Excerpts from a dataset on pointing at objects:
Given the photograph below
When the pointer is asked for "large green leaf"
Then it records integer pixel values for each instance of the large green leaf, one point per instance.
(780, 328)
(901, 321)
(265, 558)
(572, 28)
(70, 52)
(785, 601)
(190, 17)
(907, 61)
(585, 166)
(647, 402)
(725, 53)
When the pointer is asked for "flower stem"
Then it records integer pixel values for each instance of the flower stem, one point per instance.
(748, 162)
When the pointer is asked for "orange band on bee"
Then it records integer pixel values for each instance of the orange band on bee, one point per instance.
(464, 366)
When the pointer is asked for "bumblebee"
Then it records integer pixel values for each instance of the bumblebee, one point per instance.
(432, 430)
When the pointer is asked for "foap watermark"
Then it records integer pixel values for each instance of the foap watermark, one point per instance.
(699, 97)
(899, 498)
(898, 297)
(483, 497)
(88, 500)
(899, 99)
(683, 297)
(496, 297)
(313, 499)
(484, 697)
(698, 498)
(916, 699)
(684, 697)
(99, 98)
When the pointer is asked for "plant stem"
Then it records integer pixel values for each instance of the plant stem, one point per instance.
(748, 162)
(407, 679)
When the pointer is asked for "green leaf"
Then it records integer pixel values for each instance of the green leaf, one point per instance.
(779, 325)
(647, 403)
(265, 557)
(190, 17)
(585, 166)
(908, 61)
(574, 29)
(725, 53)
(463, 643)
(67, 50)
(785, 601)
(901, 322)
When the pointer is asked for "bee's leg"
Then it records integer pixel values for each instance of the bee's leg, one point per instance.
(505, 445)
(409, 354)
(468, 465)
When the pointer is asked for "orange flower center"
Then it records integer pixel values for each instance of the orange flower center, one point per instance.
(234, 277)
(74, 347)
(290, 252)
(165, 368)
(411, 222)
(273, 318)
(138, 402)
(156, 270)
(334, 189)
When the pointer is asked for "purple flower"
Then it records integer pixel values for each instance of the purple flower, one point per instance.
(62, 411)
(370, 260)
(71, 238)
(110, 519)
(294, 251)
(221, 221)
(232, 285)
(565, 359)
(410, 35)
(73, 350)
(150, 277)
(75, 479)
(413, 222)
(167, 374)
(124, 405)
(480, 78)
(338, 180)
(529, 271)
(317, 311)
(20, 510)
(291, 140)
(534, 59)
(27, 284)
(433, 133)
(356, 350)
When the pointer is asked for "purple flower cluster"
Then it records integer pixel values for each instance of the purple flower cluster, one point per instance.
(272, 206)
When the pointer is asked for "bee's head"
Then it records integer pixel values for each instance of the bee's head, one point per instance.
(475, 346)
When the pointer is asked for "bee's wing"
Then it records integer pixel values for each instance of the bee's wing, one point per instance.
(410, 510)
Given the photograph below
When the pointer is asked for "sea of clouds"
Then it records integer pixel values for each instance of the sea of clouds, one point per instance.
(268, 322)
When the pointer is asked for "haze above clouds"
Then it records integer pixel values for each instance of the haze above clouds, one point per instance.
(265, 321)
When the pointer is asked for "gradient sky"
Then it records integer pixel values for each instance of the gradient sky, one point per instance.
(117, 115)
--
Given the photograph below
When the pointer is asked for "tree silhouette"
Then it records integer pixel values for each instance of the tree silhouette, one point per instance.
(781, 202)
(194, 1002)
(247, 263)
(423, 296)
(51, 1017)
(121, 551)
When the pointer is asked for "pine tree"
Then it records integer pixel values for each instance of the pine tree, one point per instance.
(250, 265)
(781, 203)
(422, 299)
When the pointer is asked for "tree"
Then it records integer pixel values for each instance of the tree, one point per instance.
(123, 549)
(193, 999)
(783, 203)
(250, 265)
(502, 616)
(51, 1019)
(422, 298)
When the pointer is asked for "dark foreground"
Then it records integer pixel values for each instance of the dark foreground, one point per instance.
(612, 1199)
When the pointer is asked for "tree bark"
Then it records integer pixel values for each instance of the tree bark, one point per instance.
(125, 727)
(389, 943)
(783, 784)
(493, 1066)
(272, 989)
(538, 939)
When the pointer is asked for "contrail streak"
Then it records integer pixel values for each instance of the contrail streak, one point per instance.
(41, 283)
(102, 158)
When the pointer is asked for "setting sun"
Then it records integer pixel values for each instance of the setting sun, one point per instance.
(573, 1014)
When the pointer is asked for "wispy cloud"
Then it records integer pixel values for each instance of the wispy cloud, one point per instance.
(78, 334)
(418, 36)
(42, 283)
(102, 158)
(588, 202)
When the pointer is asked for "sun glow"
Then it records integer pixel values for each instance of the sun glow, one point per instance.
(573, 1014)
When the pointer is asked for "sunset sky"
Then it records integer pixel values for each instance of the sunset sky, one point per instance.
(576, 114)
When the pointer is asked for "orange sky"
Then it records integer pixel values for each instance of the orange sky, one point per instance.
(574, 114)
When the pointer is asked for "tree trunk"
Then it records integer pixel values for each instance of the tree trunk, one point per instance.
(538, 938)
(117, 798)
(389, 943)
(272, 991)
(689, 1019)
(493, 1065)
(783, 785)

Direction » Tally the lines of the items above that contain the string "sunset", with case counting, and give only the number.

Complete answer » 2